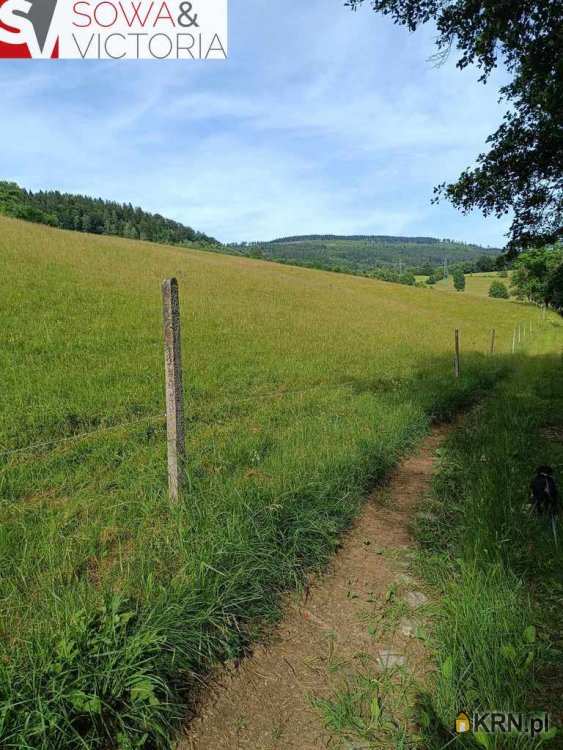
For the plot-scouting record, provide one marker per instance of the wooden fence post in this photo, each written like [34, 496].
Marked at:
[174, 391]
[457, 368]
****
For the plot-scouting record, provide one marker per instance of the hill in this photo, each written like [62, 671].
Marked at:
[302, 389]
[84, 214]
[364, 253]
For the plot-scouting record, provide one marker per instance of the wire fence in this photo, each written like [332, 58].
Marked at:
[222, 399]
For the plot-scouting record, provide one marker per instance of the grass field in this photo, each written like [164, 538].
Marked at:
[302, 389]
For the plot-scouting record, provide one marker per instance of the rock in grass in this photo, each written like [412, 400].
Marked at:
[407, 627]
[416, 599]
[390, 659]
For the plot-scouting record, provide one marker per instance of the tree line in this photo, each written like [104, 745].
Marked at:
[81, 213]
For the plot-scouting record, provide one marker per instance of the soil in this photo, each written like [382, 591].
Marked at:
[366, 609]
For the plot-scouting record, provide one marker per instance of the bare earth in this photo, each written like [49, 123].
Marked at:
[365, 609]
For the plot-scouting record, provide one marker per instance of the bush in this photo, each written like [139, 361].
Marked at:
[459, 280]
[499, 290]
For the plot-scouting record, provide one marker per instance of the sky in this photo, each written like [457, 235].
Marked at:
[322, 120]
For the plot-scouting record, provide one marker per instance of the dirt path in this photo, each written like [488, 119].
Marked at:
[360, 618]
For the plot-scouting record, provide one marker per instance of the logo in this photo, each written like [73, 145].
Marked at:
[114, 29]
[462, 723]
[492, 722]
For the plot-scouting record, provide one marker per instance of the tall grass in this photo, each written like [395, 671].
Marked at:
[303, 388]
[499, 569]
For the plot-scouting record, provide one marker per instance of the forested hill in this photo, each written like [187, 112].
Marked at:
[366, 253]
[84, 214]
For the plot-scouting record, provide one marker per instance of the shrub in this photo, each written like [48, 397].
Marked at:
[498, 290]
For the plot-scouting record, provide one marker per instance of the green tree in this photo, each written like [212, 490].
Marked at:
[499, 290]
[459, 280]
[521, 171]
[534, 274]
****
*TASK TO COMPLETE*: Look above for the line containing "like [139, 361]." and the line containing "like [488, 119].". Transcribe both, with the lines between them, exactly.

*RESULT OF THIS TASK*:
For the plot-scouting record, provide one marker per instance of the bush in this photo, each written like [139, 361].
Marked at:
[459, 280]
[499, 290]
For the plot-scouting record, provide one marker per instance of the sky in this photo, each written like [457, 235].
Marked at:
[322, 120]
For the plot-scouting record, provide one marker per instance of the dirt path in this photo, each written like [488, 119].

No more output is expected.